§ Set problem
Answer these questions using the courtroom exchange.
(a) On what date was the hard drive delivered that included information extracted from exhibit one?
(b) What does the defence say exhibit one relates to?
(c) From where was a large part of the online-activity information in Friday's new disclosure extracted?

§ Source passage
::::::::::

Clearly … it was an oversight when we were providing the hard drive with all of the data, but … this was a significant time ago and to the best of our knowledge, we thought the disclosure had been fully completed so the missing exhibit was an oversight and it certainly wasn't intended to derail the process. I appreciate it now has but that's the situation we're in.
Defence: Your Honour, I just want to make something clear about what this new information is. … Exhibit one, for all intents and purposes, … relates to the main laptop, the one that is said to belong to Mr. Keyes.
What I received in the October 7th hard drive included information extracted from exhibit one. A lot of information, and I expected that, including what they say were the images or videos that were taken from it which allegedly constitute child pornography and things of that nature.
So, I've had a lot of information with regard to this exhibit one and I expected that. If I was missing anything on that primary laptop, I'd have been going to my friend's office right away saying I don't have the information with regard to this laptop.
What I received in this new disclosure on Friday was a whole new grouping of information with regard to on-line activities which were extracted in a large part from the unallocated space from exhibit one which I did not have before.
So I wasn't going in there thinking, oh, the Crown just forgot to give me everything that they have about the primary laptop which is the centre of this case. On Friday, I was given suddenly new information which related to that primary laptop. I thought I had all the information I needed in regard to that.

::::::::::

§ Image annotation data
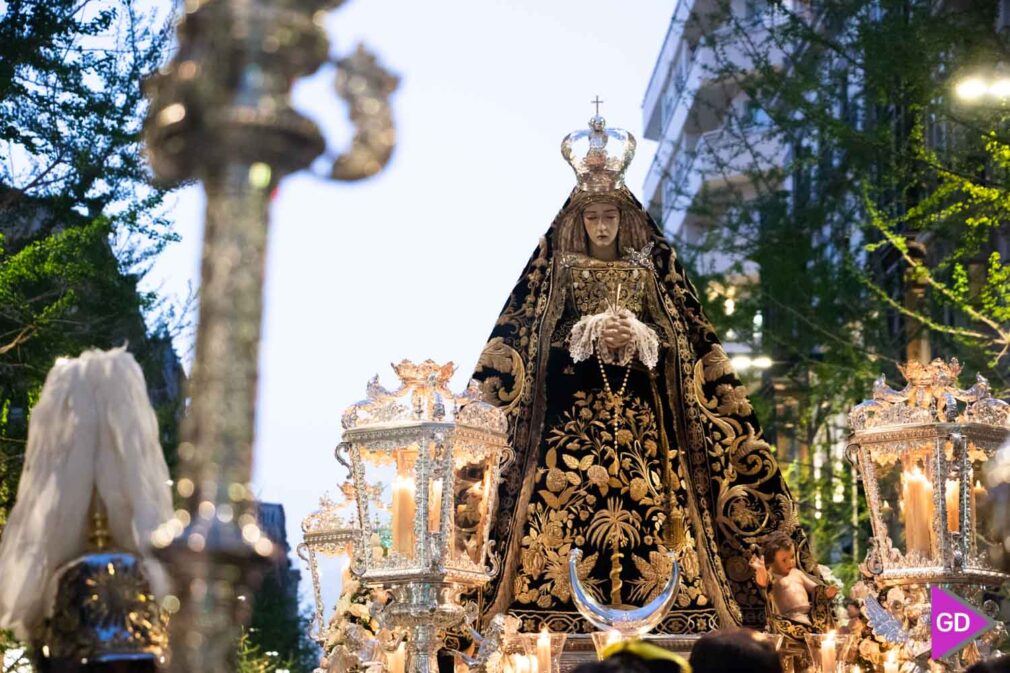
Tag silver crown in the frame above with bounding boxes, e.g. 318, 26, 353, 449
562, 114, 637, 192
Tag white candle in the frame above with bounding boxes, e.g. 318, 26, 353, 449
393, 476, 417, 558
512, 655, 529, 673
971, 481, 989, 533
386, 643, 407, 673
428, 479, 441, 533
884, 650, 898, 673
944, 479, 961, 533
902, 465, 933, 557
536, 629, 551, 673
821, 631, 834, 673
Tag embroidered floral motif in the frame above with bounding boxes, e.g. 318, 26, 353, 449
514, 391, 708, 609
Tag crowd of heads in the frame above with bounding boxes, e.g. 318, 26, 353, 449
573, 629, 1010, 673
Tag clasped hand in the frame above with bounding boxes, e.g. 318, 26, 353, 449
602, 315, 632, 351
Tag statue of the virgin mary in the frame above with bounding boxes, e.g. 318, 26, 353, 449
474, 115, 813, 634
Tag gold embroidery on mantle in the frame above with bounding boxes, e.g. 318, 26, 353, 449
514, 391, 709, 609
562, 255, 652, 317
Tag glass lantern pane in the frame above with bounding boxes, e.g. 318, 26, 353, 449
362, 445, 417, 559
900, 448, 936, 562
452, 462, 489, 564
968, 445, 1002, 568
875, 460, 905, 551
873, 446, 938, 564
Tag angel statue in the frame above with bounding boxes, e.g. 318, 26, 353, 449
474, 115, 816, 634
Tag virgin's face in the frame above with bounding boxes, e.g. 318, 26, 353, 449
582, 203, 621, 248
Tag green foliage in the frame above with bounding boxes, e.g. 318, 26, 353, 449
663, 0, 1010, 573
0, 0, 181, 524
249, 564, 319, 673
236, 630, 277, 673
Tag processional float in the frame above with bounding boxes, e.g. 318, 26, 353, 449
847, 360, 1010, 673
144, 0, 397, 673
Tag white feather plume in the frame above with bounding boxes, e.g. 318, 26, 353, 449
0, 349, 172, 640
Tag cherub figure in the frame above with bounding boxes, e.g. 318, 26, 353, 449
750, 534, 838, 626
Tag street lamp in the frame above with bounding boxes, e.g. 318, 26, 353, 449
953, 66, 1010, 105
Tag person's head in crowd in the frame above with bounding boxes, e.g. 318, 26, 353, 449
572, 641, 691, 673
762, 533, 796, 577
965, 657, 1010, 673
690, 629, 782, 673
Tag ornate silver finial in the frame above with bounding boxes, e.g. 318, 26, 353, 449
562, 106, 637, 192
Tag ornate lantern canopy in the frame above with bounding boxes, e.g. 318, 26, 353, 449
849, 360, 1010, 585
337, 360, 512, 671
848, 360, 1010, 656
298, 481, 361, 644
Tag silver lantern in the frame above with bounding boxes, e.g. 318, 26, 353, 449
848, 360, 1010, 668
337, 360, 511, 673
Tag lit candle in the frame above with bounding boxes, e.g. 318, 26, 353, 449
884, 650, 898, 673
512, 655, 529, 673
971, 481, 989, 533
536, 628, 551, 673
428, 479, 441, 533
821, 631, 835, 673
393, 476, 417, 557
386, 643, 407, 673
902, 465, 933, 557
943, 479, 961, 533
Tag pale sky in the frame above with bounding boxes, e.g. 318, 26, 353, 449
147, 0, 675, 609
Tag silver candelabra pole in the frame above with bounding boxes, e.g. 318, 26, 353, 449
144, 0, 396, 673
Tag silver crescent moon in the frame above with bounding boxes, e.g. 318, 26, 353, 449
569, 548, 681, 637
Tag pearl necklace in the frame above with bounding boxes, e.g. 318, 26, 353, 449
596, 354, 631, 454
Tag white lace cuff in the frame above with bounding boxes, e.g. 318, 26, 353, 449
569, 308, 660, 369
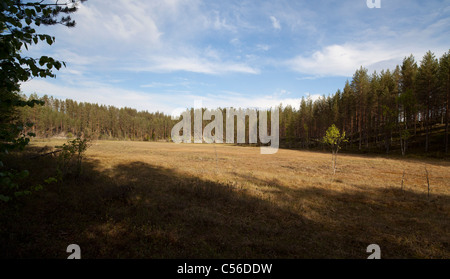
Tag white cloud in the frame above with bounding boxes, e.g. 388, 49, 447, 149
128, 56, 259, 75
286, 43, 405, 76
256, 44, 270, 51
270, 16, 281, 29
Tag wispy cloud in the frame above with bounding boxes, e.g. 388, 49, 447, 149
269, 16, 281, 29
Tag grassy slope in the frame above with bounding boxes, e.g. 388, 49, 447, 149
0, 141, 450, 258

::::::::::

§ Expected answer
(a) October 7th.
(b) The main laptop, the one said to belong to Mr. Keyes.
(c) The unallocated space from exhibit one.